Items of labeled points
——

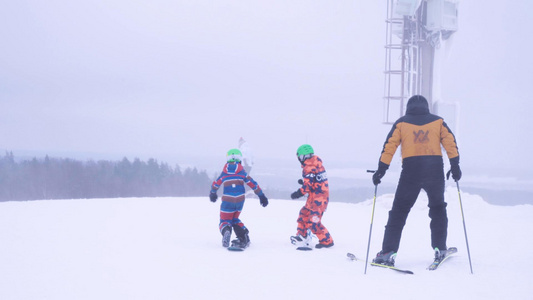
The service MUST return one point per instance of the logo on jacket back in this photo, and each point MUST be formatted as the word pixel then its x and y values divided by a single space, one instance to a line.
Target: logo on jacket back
pixel 421 137
pixel 320 177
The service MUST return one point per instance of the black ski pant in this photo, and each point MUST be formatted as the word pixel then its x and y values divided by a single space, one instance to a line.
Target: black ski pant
pixel 409 186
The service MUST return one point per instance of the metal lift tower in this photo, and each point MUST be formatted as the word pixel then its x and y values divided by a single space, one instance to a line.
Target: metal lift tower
pixel 415 32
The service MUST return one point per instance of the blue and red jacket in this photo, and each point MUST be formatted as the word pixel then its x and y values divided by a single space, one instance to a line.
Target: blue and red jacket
pixel 233 177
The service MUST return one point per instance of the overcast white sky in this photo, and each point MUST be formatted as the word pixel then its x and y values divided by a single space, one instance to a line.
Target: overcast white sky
pixel 175 79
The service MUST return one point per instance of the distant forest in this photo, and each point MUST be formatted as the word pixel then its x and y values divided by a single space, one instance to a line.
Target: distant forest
pixel 63 178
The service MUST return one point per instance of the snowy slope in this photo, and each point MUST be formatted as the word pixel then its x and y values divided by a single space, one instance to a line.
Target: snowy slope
pixel 169 248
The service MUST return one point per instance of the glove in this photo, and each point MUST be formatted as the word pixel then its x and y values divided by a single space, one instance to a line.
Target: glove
pixel 382 169
pixel 213 197
pixel 296 194
pixel 263 200
pixel 454 169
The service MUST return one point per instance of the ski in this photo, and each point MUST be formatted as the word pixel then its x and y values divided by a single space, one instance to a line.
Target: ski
pixel 352 256
pixel 392 268
pixel 233 248
pixel 304 248
pixel 438 262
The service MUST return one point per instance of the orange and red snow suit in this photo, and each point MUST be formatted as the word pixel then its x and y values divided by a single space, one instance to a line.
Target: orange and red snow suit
pixel 315 184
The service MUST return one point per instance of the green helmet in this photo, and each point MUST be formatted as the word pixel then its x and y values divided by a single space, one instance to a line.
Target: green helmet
pixel 234 155
pixel 304 152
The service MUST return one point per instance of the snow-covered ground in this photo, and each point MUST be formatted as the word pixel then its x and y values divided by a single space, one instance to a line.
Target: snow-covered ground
pixel 169 248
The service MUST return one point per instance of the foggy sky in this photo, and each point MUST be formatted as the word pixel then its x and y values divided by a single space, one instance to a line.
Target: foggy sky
pixel 183 80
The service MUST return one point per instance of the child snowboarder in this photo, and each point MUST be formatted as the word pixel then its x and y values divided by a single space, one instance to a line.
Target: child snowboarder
pixel 233 178
pixel 315 184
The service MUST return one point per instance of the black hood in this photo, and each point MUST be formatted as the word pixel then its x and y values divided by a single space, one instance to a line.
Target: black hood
pixel 417 105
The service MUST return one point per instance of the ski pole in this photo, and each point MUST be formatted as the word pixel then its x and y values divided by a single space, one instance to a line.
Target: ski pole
pixel 464 227
pixel 371 222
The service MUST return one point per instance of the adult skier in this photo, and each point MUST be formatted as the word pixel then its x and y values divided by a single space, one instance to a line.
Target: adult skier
pixel 420 135
pixel 315 184
pixel 233 178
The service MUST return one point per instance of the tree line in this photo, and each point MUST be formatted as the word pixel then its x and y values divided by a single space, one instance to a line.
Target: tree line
pixel 63 178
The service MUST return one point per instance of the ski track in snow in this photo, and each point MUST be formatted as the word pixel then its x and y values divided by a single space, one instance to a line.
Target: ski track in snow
pixel 170 248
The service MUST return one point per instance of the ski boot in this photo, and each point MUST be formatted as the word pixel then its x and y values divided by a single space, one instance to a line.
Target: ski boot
pixel 440 254
pixel 302 241
pixel 385 258
pixel 226 236
pixel 243 240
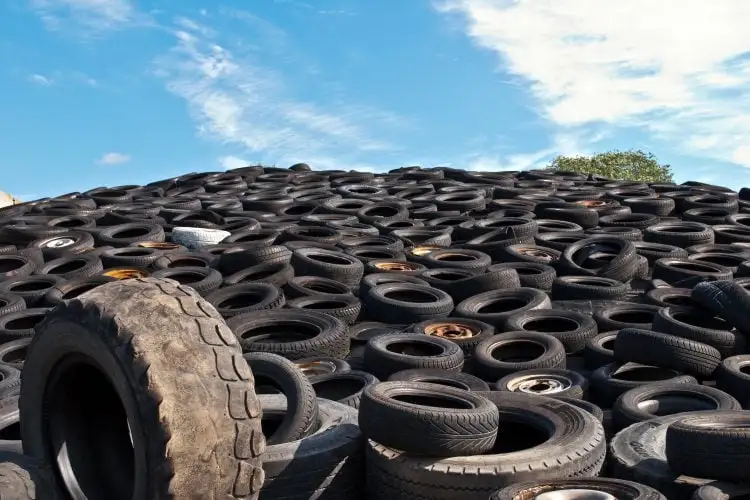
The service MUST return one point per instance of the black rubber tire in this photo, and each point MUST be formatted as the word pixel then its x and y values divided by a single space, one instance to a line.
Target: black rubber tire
pixel 328 463
pixel 457 380
pixel 73 267
pixel 274 273
pixel 388 354
pixel 699 325
pixel 530 274
pixel 713 445
pixel 608 382
pixel 291 333
pixel 617 317
pixel 302 405
pixel 588 288
pixel 407 303
pixel 496 306
pixel 214 411
pixel 23 478
pixel 733 377
pixel 347 308
pixel 599 350
pixel 668 351
pixel 345 387
pixel 21 324
pixel 686 273
pixel 14 353
pixel 72 289
pixel 203 280
pixel 655 400
pixel 337 266
pixel 466 333
pixel 575 448
pixel 510 352
pixel 10 303
pixel 442 421
pixel 614 488
pixel 637 453
pixel 245 298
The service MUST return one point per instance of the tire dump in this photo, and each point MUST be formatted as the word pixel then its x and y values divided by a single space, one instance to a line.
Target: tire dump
pixel 420 334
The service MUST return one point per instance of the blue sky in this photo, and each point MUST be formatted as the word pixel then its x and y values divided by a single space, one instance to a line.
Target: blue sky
pixel 107 92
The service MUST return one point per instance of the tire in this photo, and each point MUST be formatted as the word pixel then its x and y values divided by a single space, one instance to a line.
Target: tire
pixel 686 273
pixel 407 303
pixel 337 266
pixel 15 265
pixel 345 388
pixel 14 353
pixel 680 234
pixel 273 273
pixel 326 464
pixel 733 377
pixel 530 274
pixel 292 334
pixel 23 478
pixel 442 421
pixel 599 350
pixel 578 258
pixel 495 307
pixel 10 303
pixel 588 288
pixel 550 382
pixel 126 234
pixel 696 324
pixel 614 488
pixel 668 351
pixel 457 380
pixel 214 411
pixel 21 324
pixel 69 268
pixel 10 426
pixel 571 328
pixel 508 353
pixel 73 288
pixel 302 406
pixel 388 354
pixel 625 316
pixel 466 333
pixel 656 400
pixel 399 476
pixel 610 381
pixel 637 453
pixel 713 445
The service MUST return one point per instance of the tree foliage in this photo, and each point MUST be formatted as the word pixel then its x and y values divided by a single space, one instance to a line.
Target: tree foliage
pixel 632 165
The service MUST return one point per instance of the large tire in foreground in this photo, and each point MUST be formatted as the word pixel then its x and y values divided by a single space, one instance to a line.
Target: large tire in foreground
pixel 145 360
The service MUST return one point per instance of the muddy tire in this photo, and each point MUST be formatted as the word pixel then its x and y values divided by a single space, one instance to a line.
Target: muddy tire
pixel 142 334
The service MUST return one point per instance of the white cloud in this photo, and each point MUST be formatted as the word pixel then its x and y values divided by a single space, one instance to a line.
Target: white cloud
pixel 230 162
pixel 675 68
pixel 114 159
pixel 235 100
pixel 96 15
pixel 41 80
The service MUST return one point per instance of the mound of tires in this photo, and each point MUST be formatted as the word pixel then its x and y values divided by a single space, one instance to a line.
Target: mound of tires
pixel 429 334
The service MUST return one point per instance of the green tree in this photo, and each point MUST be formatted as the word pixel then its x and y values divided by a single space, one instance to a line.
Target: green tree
pixel 632 165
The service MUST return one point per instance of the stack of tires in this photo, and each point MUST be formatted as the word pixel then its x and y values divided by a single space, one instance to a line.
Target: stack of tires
pixel 421 333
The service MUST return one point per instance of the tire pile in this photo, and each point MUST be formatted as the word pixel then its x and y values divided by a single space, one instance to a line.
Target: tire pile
pixel 421 334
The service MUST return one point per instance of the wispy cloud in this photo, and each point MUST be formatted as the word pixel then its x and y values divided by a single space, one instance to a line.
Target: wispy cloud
pixel 41 80
pixel 234 99
pixel 113 159
pixel 678 69
pixel 91 15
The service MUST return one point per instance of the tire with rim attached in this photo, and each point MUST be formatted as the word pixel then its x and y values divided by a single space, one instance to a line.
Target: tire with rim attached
pixel 442 421
pixel 138 333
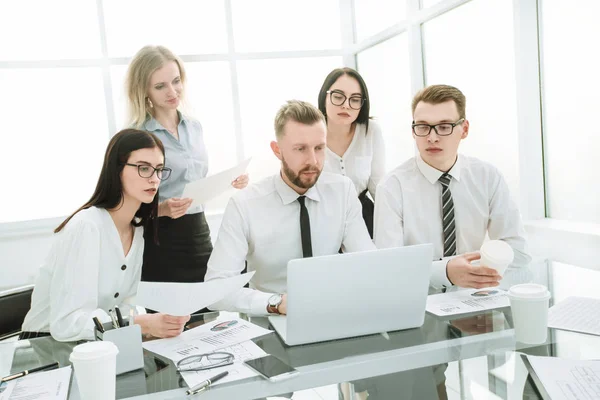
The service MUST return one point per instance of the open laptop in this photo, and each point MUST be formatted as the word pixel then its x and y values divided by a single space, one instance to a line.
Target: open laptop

——

#### EXERCISE BRIEF:
Rewrite the lines from the one containing "The service MUST return one point per instance of the child" through the one containing "pixel 170 248", inclusive, substituting "trekking pole" for "ski pole" and leaving everything else unchanged.

#### WRITTEN REPLY:
The service MUST return one point per instance of the child snowboarder in this photo, and each point MUST be formatted as the word pixel then its x and y values divided by a single space, one instance to a line.
Target: child snowboarder
pixel 233 178
pixel 315 184
The service MUST return one point per instance of the black hood in this photo, and each point MUST be formatted as the word pixel then its x and y values divided by a single space, one instance to a line.
Target: black hood
pixel 417 105
The service MUST return one point per instance of the trekking pole in this photo, and each point MUST be formatted as the word pixel then its x and y values divided by a single space, one instance to a line.
Target: trekking pole
pixel 464 227
pixel 371 222
The service MUST return one point per instance of the adult skier in this photo, and each point MUST be formatted as the word pixel then its x and y values divided by a single space, one instance to a line.
Target: adult skier
pixel 420 135
pixel 315 184
pixel 233 178
The service MUST return one point per instance of the tree line in this photo, and each point MUST be formatted as the word pixel then its x and y values divided by a single space, one instance to a line.
Target: tree line
pixel 63 178
The service MUST return one point per instance of the ski track in snow in this photo, and each point MUST be formatted as the word pixel then its x and y values divided by a single space, one instance to a line.
Target: ski track in snow
pixel 170 248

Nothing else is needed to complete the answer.